[ESTRATTO DEL DOCUMENTO]:
══════

Eppure dalla voluminosa quantità di audizioni e di missioni compiute dalla Commissione nel corso di poco più di un anno di attività emergono diversi elementi utili a disegnare una vastissima area del disagio sociale, risultato di decenni di politiche liberiste che hanno accresciuto la disuguaglianza sociale. Per periferie non vanno intese solo le aree esterne delle zone metropolitane poiché, e questo la Commissione lo intende, c’è una periferia sociale diffusa in molti centri ed anche nelle zone interne e depresse del paese. Il calcolo che viene proposto porta a dire che ci sono ben 30 milioni di persone che in Italia fanno parte della periferia sociale e vivono diverse condizioni di insicurezza.

══════

[INFORMAZIONI FORNITE]:
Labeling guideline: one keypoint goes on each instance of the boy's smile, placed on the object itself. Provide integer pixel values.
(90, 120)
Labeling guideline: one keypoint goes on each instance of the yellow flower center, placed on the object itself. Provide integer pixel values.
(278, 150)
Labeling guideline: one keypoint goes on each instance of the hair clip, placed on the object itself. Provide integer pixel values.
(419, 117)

══════

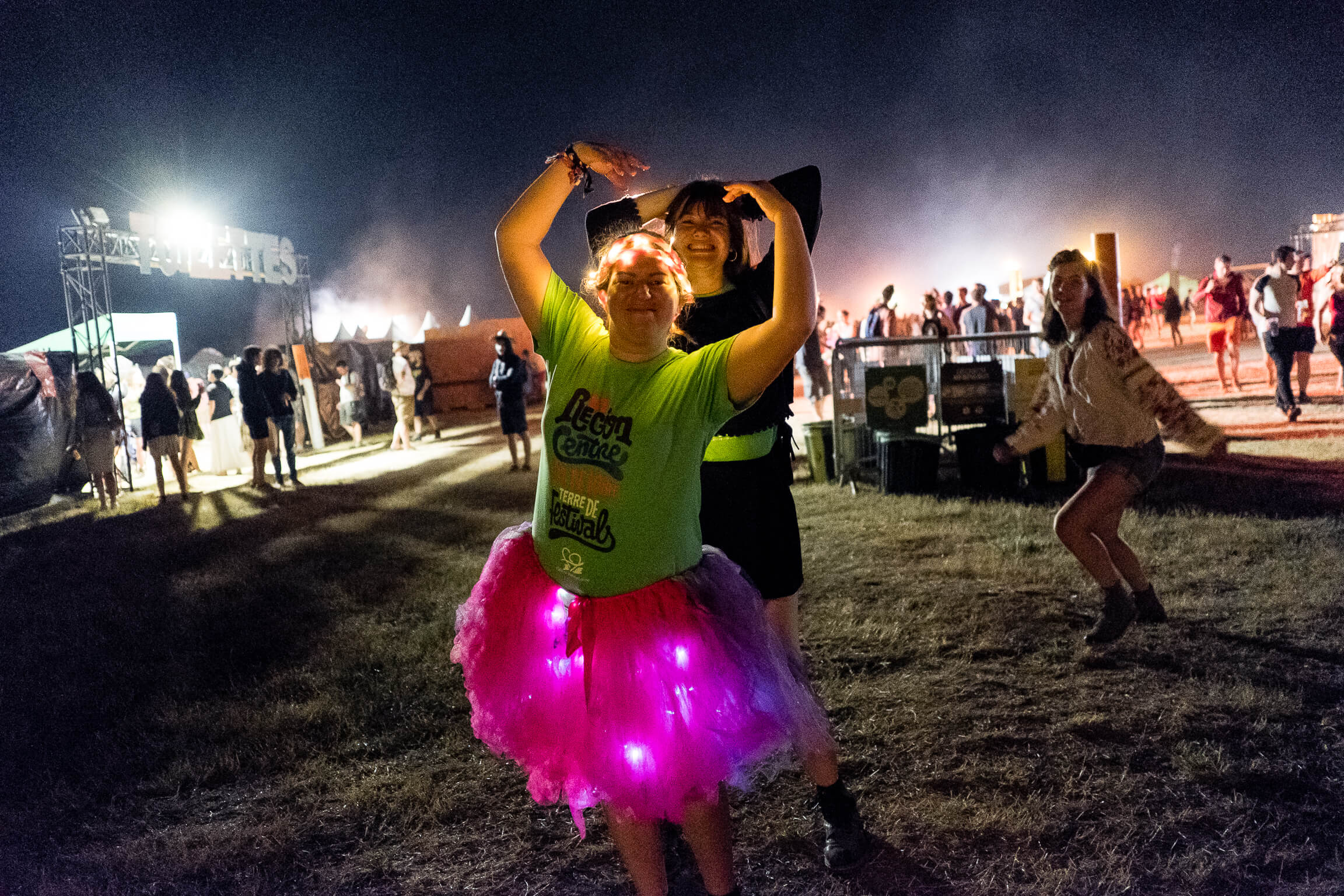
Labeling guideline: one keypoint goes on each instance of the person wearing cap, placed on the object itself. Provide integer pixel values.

══════

[OBIETTIVO DICHIARATO A]: Secondo l'estratto del documento, quante persone in Italia fanno parte della periferia sociale?
[OBIETTIVO DICHIARATO B]: Indica se ciascuna affermazione concorda con l'estratto del documento: (i) la Commissione ha svolto la propria attività per oltre cinque anni; (ii) per periferie si intendono solo le aree esterne delle zone metropolitane; (iii) l'area del disagio sociale è presentata come risultato di decenni di politiche liberiste.
[OBIETTIVO DICHIARATO C]: Per favore, ricopia dall'estratto del documento il passo che si apre con le parole contenenti "Eppure dalla voluminosa" e si chiude con "condizioni di insicurezza.".

[RISPOSTA SCRITTA A]: Secondo il calcolo proposto, 30 milioni di persone.

[RISPOSTA SCRITTA B]:
(i) No: "nel corso di poco più di un anno di attività".
(ii) No: "Per periferie non vanno intese solo le aree esterne delle zone metropolitane".
(iii) Sì: "risultato di decenni di politiche liberiste che hanno accresciuto la disuguaglianza sociale".

[RISPOSTA SCRITTA C]:
Eppure dalla voluminosa quantità di audizioni e di missioni compiute dalla Commissione nel corso di poco più di un anno di attività emergono diversi elementi utili a disegnare una vastissima area del disagio sociale, risultato di decenni di politiche liberiste che hanno accresciuto la disuguaglianza sociale. Per periferie non vanno intese solo le aree esterne delle zone metropolitane poiché, e questo la Commissione lo intende, c’è una periferia sociale diffusa in molti centri ed anche nelle zone interne e depresse del paese. Il calcolo che viene proposto porta a dire che ci sono ben 30 milioni di persone che in Italia fanno parte della periferia sociale e vivono diverse condizioni di insicurezza.